→ **Point annotation records**:

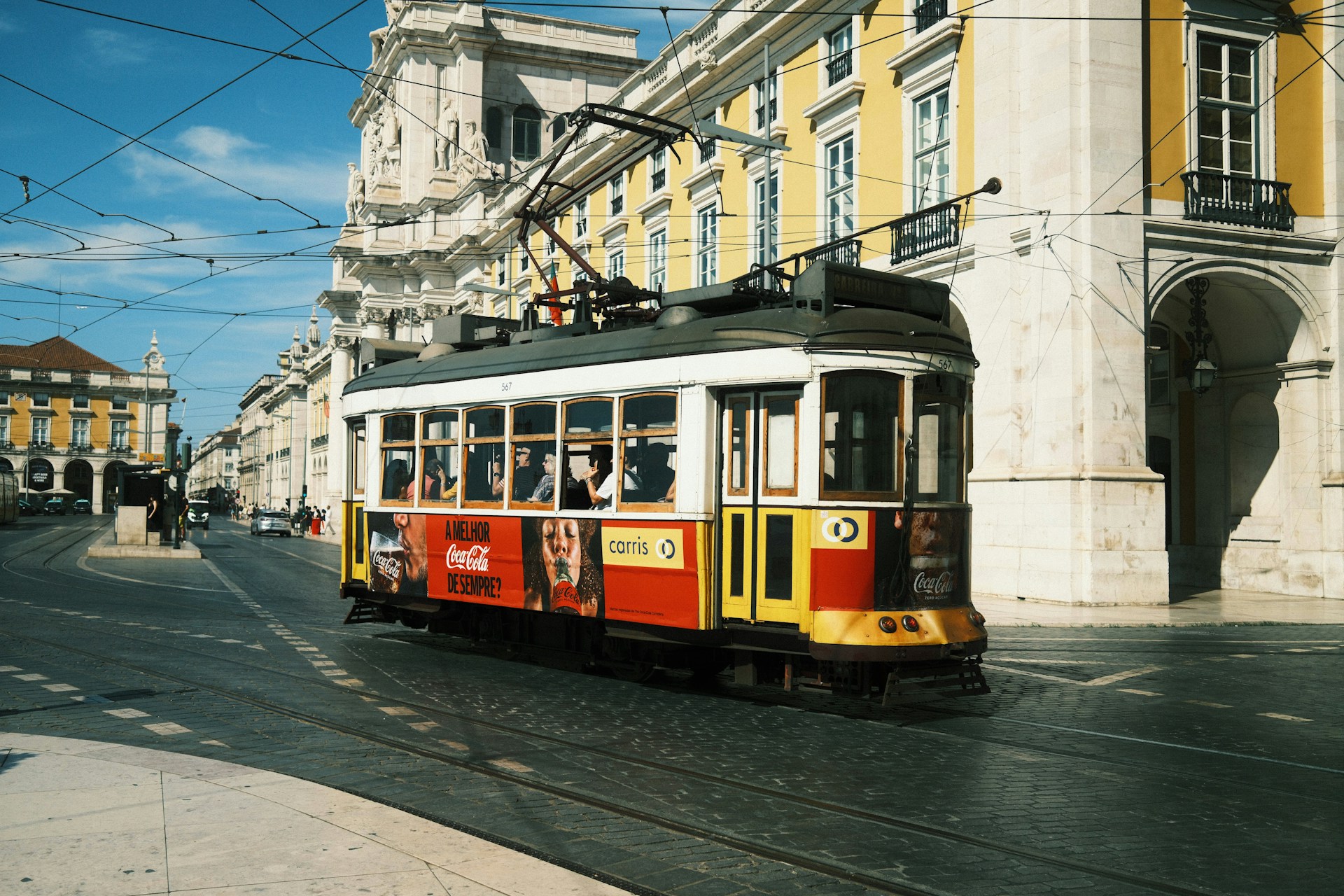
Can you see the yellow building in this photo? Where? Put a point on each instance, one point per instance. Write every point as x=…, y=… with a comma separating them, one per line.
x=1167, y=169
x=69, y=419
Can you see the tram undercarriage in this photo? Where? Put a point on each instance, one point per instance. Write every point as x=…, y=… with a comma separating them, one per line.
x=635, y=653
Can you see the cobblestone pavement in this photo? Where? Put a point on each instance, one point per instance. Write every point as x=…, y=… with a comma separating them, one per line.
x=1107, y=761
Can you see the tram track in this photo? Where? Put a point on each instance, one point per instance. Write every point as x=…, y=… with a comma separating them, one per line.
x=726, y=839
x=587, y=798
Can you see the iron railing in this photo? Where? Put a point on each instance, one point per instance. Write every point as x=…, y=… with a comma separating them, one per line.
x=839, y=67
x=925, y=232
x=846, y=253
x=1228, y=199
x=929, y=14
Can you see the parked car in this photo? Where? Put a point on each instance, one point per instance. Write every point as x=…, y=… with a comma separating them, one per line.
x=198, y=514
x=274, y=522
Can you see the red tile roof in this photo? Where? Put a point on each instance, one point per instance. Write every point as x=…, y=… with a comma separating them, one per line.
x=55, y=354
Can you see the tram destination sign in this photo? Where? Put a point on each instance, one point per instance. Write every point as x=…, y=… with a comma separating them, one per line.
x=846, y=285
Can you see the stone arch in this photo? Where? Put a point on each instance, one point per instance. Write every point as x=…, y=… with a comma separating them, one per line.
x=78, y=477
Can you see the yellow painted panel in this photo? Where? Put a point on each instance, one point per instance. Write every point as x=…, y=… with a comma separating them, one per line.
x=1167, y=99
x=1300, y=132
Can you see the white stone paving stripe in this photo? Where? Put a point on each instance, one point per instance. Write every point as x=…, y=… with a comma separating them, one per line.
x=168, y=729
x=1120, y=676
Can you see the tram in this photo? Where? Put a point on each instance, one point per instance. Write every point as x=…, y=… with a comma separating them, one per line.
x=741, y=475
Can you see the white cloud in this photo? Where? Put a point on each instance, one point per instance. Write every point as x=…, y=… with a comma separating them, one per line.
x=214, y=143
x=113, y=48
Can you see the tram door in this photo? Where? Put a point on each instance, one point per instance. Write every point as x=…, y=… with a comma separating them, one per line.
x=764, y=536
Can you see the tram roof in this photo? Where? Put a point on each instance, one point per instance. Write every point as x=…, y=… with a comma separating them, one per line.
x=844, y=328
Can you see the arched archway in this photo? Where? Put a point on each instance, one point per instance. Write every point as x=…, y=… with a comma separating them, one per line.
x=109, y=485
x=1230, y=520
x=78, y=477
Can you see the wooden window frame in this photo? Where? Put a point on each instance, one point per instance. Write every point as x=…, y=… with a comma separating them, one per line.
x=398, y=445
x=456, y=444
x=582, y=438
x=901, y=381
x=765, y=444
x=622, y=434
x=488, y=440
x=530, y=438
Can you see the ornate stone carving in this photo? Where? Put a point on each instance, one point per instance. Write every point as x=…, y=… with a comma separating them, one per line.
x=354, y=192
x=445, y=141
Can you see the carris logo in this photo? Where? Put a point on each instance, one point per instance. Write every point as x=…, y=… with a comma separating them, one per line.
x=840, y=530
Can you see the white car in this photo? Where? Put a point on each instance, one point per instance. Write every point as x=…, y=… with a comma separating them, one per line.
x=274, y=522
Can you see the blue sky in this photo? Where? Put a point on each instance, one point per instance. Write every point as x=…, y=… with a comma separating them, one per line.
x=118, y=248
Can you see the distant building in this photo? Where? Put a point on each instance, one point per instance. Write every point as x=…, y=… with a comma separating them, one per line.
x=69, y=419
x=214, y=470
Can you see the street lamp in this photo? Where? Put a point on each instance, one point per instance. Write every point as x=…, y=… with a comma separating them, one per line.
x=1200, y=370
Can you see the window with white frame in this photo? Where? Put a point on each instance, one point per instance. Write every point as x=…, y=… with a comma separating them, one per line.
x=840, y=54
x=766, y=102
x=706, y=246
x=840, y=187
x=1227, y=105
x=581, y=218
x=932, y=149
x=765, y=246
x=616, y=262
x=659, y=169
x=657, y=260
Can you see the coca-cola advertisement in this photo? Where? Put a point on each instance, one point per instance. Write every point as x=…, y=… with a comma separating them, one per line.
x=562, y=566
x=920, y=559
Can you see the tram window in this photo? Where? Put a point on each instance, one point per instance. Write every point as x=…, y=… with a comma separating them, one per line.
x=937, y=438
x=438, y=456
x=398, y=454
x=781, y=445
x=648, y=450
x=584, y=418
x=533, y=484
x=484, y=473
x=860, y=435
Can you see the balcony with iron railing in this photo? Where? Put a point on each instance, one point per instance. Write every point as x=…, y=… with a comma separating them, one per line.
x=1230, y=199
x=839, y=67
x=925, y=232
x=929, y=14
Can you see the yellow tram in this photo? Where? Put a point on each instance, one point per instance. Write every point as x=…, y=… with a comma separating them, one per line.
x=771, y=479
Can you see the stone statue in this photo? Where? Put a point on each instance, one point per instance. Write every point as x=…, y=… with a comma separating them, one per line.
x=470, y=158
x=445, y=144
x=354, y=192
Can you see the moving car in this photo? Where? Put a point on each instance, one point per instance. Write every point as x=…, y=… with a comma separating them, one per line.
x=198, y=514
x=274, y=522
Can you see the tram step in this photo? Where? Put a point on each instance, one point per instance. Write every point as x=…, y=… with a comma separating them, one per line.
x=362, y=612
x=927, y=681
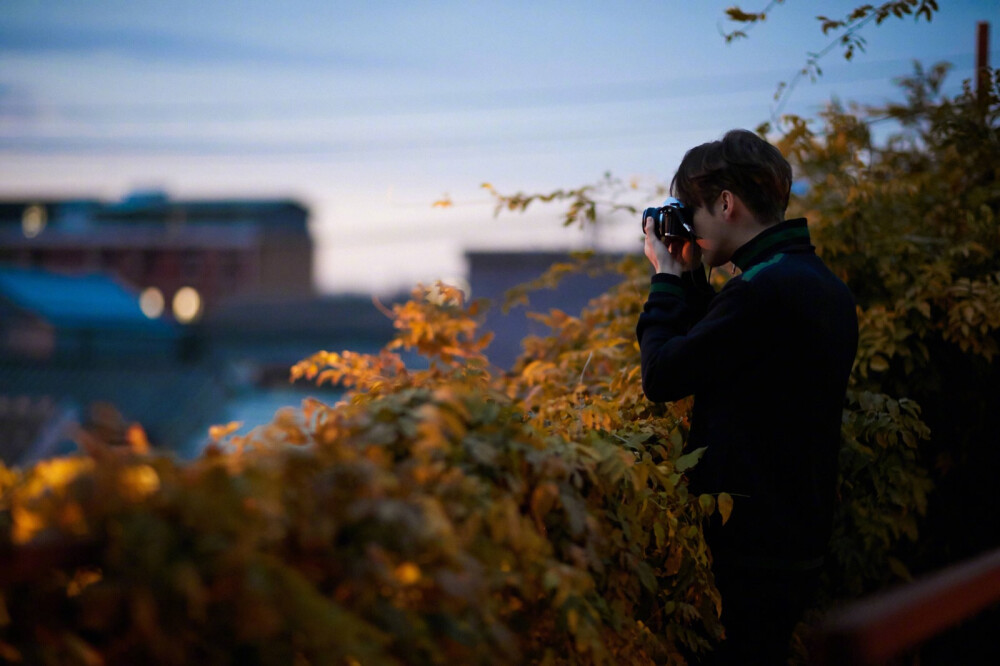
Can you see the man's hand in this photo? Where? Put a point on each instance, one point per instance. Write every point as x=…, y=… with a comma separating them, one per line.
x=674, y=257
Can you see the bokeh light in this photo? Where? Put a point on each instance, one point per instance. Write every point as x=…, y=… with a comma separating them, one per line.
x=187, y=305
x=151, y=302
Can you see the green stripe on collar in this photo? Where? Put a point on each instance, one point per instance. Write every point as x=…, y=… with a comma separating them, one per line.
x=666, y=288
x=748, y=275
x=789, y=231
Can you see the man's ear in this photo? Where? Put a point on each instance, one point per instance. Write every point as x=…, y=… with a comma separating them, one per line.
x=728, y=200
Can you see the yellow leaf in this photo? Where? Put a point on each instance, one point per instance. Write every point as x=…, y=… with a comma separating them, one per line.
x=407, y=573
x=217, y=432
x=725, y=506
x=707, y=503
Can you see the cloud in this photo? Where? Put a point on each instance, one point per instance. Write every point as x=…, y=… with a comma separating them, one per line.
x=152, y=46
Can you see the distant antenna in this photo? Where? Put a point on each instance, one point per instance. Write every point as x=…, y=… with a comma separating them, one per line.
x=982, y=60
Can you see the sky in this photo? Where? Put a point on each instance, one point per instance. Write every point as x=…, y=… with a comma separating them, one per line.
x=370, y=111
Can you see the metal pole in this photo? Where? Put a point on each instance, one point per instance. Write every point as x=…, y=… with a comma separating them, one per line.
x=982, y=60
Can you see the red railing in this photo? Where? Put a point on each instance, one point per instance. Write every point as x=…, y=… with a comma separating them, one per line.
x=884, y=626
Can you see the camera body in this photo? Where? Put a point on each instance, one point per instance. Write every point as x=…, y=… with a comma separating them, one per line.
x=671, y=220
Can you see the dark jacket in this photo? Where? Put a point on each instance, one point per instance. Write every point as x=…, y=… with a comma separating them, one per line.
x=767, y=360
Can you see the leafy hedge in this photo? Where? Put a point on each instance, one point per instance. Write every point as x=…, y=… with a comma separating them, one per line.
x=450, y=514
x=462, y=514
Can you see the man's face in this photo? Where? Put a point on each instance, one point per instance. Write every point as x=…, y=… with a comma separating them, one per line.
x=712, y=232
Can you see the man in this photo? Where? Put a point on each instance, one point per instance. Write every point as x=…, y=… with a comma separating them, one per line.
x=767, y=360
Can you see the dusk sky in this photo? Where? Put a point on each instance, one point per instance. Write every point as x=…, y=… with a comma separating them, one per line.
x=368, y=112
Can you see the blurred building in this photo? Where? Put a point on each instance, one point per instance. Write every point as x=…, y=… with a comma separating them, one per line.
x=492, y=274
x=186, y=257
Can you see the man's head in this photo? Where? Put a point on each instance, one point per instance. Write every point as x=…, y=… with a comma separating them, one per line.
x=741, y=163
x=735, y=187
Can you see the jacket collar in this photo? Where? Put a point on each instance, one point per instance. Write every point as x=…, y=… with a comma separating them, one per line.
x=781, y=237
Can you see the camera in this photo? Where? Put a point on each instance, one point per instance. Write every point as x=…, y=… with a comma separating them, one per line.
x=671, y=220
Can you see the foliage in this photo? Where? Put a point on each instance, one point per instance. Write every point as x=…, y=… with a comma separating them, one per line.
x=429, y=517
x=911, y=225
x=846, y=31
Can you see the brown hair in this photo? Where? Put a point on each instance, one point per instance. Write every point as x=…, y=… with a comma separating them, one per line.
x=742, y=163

→ **Directive**:
Every line from the line containing "Can you see the camera body" to the last line of the material above must be repeated exactly, and no other line.

→ **Response to the task**:
Can you see the camera body in this photo? Where? Put a point on each instance, one point per instance. Write every point as x=…, y=… with a comma separating them, one per line.
x=671, y=220
Can you see the dark jacket in this photo? Where? Put a point on each instance, one point per instance. Write every point as x=…, y=… with a comma separating them, one per line.
x=767, y=360
Can you see the leafy hedge in this photo? Where? Put a point on each instance, one point per instance. Write every point as x=…, y=… with a comma separating them, one per line.
x=450, y=514
x=462, y=514
Can you see the man's face in this photo? Where? Put a point on each instance, one point per instance. Write every point as x=…, y=… with a comma separating them, one per line.
x=712, y=232
Can you see the man in this photo? Where? Put a point on each instance, one point per instance. Write every point as x=…, y=… with a comma separating them, one per line.
x=767, y=360
Can you see the dusk sky in this photo? Where? Put a point on each instance, one point per instance. Write every point as x=…, y=… with a comma separating them, one per line.
x=368, y=112
Can you see the blurred building in this photo? Where? Put a point on each instance, one point per instance. Write every point as x=…, y=… with a comma separating them, one per line.
x=492, y=274
x=186, y=257
Can you see the man's head in this photo? Where? Put a point on each instance, one point per instance. Write every point as x=…, y=… with a comma separating them, one per line.
x=741, y=163
x=735, y=187
Can you see the jacket collar in this photo? Where? Put a point on each instance, one point per instance. Write every point as x=…, y=… with a comma separating them, one per line.
x=781, y=237
Can you see the camera in this photo? Where? Put a point on each instance, one point per instance. Write every point as x=…, y=… with a comma separating them, one per line.
x=671, y=220
Can you see the foliage in this photo? Where? Put a point on each instance, one point per instance. Write every point as x=…, y=… with a comma separating them, one per line.
x=429, y=517
x=911, y=225
x=846, y=31
Can you see the brown hair in this photo? Where? Put a point on each instance, one point per instance. Write every point as x=…, y=… with a comma separating them, one per line.
x=742, y=163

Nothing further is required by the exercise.